Work to do
Please copy the records from the line with "Thank you for the photograph above. Please mark the road" through the end, switching "damaged" to "wrecked" and leaving everything else unchanged.
─── Rows
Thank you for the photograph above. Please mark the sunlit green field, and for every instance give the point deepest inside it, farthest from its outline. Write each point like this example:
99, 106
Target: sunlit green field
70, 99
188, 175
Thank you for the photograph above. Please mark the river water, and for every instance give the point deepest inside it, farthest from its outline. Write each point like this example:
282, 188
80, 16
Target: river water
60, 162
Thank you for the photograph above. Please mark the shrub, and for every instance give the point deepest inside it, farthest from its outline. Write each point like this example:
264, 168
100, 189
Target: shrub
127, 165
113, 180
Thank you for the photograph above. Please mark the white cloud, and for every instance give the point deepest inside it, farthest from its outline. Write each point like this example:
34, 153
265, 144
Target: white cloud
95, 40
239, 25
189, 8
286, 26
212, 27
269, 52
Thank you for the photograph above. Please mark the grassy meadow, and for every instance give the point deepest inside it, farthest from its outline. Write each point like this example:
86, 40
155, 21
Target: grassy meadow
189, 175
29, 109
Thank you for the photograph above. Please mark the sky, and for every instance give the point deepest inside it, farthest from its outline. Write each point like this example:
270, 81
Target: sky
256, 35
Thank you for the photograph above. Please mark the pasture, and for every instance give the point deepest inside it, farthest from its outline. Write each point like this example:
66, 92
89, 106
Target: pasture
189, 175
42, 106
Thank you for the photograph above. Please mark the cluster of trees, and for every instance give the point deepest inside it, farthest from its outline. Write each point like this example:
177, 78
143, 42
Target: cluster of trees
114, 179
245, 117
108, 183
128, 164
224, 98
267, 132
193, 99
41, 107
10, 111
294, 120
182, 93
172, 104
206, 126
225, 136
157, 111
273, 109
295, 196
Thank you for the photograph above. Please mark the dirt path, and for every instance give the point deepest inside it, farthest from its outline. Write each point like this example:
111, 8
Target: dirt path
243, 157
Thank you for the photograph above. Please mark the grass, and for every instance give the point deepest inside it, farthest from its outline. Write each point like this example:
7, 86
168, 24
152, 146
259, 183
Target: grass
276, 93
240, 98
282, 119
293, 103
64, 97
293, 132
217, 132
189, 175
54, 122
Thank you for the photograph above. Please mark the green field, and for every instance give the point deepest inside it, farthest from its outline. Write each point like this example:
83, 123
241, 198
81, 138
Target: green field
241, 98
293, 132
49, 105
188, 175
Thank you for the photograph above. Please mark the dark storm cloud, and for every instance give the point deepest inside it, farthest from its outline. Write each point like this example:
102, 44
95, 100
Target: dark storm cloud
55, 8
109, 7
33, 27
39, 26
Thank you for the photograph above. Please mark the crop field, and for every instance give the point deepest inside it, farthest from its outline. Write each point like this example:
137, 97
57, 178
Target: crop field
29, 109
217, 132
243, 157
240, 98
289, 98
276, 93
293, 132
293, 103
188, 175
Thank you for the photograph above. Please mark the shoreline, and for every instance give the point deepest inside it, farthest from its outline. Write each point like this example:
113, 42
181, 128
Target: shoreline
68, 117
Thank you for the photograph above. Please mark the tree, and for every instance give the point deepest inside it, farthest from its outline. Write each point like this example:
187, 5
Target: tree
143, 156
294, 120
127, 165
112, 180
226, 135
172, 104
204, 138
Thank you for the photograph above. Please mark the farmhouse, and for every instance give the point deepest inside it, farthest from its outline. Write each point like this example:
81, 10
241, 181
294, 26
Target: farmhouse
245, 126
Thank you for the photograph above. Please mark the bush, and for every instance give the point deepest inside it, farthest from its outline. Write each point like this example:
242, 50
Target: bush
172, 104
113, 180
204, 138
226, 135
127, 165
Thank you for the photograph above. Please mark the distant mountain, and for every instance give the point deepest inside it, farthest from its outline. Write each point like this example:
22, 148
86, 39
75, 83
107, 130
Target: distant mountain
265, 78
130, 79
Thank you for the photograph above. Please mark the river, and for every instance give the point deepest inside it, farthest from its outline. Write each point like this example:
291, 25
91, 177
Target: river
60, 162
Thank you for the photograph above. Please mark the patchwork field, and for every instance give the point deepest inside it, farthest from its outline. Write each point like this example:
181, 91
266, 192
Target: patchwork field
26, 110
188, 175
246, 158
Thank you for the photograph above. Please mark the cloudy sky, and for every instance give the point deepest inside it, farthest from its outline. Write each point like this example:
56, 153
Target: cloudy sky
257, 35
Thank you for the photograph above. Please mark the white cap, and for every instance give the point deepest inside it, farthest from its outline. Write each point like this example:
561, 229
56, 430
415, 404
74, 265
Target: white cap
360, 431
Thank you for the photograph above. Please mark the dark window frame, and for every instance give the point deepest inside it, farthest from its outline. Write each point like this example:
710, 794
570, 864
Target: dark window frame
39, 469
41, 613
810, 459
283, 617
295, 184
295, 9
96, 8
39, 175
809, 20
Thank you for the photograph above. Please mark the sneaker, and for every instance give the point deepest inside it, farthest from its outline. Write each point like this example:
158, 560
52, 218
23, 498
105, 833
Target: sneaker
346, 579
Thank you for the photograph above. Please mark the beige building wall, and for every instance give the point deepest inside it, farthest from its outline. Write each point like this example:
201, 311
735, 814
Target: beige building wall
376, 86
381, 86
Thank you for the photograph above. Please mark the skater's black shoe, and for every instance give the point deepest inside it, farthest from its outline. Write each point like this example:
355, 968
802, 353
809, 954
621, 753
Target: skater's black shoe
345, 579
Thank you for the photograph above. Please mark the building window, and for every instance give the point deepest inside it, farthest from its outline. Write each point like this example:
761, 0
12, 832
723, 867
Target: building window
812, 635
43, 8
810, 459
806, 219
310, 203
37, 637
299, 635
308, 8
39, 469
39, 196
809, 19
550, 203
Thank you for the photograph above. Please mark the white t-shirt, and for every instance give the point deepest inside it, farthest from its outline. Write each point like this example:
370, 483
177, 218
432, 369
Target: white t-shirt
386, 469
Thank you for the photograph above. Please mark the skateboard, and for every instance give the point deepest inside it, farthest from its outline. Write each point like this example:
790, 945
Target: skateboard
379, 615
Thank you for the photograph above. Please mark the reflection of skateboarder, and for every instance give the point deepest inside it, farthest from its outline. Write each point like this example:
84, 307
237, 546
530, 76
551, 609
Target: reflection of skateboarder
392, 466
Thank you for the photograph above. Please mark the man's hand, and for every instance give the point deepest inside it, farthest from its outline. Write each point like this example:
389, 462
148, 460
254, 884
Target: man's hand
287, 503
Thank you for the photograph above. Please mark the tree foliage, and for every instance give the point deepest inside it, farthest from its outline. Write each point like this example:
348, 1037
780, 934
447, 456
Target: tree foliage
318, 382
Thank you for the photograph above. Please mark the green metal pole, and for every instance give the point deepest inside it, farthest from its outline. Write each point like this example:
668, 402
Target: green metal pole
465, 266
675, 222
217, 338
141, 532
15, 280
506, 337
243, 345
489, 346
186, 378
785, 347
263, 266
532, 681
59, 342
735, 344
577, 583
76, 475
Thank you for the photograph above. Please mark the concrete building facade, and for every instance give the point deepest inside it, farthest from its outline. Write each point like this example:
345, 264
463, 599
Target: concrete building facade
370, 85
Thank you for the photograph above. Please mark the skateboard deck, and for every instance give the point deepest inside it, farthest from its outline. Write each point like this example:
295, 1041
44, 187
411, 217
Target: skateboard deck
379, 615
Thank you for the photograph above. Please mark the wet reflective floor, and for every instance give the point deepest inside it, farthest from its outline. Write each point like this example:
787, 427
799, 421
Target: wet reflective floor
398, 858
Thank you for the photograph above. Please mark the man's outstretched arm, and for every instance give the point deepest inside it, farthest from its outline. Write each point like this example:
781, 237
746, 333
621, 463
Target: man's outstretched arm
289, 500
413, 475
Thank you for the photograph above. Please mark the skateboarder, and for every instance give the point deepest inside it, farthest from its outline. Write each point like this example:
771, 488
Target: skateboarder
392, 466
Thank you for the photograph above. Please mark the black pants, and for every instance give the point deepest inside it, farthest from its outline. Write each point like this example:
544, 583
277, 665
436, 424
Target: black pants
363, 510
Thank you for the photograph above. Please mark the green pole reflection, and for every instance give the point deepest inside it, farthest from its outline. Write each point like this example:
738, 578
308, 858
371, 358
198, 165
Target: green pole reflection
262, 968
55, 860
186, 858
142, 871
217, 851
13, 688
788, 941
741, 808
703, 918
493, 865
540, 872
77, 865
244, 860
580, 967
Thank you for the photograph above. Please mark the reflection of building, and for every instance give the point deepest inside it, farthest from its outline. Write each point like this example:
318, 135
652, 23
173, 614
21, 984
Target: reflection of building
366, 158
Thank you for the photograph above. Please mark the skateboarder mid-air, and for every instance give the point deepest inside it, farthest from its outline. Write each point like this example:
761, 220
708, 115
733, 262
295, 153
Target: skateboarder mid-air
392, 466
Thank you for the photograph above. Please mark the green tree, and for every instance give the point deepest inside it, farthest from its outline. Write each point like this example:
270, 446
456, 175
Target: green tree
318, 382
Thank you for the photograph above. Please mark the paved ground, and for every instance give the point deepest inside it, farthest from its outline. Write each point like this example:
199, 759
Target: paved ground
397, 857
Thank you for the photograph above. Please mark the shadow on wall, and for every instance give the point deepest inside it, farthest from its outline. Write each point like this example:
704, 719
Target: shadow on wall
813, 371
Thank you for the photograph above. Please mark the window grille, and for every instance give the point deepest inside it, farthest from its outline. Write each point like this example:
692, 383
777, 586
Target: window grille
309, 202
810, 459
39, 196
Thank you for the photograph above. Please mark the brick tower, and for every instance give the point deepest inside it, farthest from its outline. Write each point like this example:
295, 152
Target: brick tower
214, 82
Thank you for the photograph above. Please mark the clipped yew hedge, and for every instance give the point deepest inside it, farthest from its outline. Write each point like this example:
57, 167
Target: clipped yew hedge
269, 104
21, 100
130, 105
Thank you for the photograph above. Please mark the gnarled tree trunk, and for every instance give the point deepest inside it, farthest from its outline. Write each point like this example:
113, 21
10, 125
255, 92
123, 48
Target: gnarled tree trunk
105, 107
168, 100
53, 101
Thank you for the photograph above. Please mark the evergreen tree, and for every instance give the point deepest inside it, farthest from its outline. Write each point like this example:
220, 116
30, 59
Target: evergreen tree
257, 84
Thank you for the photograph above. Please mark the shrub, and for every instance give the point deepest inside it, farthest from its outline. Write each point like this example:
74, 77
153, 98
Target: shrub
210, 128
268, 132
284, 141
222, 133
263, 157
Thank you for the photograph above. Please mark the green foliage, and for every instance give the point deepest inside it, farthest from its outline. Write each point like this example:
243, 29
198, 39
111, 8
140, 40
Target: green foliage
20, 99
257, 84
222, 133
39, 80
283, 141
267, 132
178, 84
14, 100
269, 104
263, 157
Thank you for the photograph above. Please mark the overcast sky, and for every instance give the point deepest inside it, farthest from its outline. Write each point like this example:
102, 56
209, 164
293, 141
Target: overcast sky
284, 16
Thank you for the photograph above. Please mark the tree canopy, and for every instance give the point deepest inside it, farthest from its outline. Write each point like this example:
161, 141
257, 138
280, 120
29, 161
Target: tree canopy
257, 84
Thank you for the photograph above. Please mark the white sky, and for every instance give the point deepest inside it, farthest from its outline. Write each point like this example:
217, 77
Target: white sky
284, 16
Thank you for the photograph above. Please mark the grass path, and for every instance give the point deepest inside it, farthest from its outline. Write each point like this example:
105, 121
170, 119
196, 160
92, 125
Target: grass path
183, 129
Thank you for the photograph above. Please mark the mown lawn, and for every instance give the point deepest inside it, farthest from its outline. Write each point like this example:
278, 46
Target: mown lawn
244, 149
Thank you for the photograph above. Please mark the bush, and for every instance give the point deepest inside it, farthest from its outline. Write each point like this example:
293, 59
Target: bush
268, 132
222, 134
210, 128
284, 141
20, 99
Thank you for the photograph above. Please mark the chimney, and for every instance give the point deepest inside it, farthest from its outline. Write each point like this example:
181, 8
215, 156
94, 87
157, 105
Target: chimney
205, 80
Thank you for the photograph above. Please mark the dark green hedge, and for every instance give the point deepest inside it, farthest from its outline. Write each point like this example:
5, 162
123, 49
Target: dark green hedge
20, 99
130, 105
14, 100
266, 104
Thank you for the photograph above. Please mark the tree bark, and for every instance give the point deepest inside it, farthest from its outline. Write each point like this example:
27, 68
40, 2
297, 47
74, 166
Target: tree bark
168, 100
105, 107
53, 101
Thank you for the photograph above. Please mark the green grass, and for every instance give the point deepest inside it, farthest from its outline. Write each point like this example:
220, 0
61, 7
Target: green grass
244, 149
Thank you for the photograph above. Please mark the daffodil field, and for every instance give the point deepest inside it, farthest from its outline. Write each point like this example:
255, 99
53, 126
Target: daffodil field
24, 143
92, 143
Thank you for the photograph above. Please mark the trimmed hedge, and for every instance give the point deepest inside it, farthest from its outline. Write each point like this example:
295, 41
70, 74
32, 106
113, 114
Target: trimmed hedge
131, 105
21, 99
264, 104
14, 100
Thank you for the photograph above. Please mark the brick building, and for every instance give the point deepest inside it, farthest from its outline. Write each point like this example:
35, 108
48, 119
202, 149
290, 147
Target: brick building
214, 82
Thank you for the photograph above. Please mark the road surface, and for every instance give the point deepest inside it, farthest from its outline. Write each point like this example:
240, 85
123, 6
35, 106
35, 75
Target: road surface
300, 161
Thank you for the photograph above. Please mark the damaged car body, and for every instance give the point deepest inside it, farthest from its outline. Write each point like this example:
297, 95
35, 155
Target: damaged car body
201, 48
──────
Result of this task
Thank you for the photograph above. Please mark the road surface, and for every instance give the point deepest inside it, farthest from its outline. Write each point like this example:
240, 85
123, 6
35, 106
35, 75
Target: road surface
300, 161
Thank you for the photograph above. Please mark the wrecked car body, and for every instance give the point deepest inside it, farthest from its outline. Write each point like this example:
297, 95
35, 155
Target: wrecked car body
201, 48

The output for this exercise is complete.